**Work item**. If a line of the data below holds the word "each", list it.

**Data for review**.
- Opening Delimiter -
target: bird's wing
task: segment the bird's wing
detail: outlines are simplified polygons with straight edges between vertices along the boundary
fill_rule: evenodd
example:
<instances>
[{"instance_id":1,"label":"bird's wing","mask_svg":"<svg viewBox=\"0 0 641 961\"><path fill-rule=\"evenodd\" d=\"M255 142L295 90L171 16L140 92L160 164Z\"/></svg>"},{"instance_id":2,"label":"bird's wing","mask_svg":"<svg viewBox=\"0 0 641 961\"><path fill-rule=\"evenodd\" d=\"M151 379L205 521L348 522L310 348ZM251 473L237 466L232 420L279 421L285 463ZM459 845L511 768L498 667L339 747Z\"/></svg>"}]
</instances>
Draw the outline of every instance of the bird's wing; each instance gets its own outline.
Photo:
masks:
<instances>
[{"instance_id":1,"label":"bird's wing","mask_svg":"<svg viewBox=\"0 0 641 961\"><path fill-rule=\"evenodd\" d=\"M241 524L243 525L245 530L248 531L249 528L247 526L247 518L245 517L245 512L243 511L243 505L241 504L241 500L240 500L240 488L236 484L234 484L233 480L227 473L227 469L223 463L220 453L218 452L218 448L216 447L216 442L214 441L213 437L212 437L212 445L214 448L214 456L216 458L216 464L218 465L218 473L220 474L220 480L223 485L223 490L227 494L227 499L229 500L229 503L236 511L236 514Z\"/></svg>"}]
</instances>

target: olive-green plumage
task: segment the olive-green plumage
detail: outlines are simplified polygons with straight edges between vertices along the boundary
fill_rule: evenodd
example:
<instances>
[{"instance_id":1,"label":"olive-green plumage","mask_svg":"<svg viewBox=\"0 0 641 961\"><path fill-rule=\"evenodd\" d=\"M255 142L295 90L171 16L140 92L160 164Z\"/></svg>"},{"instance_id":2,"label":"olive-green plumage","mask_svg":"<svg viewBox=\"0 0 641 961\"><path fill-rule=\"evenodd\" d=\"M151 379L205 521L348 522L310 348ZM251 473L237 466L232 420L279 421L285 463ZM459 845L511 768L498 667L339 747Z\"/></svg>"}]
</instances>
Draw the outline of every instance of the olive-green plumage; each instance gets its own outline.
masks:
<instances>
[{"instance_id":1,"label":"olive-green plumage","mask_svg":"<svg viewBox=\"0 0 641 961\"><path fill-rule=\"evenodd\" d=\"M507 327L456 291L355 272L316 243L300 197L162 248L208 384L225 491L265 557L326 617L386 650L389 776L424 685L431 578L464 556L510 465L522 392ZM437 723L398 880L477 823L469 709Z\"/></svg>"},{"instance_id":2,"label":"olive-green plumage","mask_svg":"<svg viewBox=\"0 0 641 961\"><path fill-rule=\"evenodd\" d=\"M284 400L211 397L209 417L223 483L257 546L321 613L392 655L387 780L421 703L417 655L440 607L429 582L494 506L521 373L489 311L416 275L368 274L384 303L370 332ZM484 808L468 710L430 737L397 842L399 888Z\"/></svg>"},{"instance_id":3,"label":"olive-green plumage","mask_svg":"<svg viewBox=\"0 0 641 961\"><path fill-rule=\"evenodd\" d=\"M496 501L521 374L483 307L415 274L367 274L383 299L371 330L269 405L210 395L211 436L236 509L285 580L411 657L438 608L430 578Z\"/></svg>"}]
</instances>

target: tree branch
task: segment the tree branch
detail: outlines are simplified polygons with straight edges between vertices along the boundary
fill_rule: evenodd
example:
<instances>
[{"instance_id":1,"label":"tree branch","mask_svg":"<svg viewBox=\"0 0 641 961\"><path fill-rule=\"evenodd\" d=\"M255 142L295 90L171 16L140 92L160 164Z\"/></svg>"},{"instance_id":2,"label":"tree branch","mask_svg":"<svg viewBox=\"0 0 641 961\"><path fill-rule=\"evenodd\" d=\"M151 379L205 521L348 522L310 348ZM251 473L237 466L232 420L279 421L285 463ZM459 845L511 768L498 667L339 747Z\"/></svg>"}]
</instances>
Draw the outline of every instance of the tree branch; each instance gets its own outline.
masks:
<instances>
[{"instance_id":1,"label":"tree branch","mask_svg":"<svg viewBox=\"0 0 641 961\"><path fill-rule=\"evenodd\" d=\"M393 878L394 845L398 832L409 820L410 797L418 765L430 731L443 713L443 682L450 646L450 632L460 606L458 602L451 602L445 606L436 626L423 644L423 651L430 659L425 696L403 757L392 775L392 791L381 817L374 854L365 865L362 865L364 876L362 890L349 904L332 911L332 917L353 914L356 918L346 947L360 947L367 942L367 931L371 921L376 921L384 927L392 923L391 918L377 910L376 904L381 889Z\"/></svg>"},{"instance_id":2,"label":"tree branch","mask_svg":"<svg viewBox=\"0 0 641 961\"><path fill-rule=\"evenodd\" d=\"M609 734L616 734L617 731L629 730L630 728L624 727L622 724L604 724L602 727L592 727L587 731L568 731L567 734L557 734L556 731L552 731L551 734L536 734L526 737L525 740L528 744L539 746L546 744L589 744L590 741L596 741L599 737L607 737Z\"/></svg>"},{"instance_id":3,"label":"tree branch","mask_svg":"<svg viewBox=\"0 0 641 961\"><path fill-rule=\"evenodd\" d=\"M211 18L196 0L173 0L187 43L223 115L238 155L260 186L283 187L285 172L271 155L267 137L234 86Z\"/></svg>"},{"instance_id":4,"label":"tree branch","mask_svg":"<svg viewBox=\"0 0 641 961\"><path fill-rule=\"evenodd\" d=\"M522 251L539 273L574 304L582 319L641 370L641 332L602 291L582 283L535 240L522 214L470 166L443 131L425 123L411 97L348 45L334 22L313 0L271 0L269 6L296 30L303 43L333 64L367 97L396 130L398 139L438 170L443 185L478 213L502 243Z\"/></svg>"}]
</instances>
- Closing Delimiter -
**Output of the task**.
Draw the outline of every instance of the bird's wing; each instance gets its own outline.
Draw the outline of every instance of the olive-green plumage; each instance gets its own outline.
Draw the outline of every instance of the tree branch; each instance gets its own outline.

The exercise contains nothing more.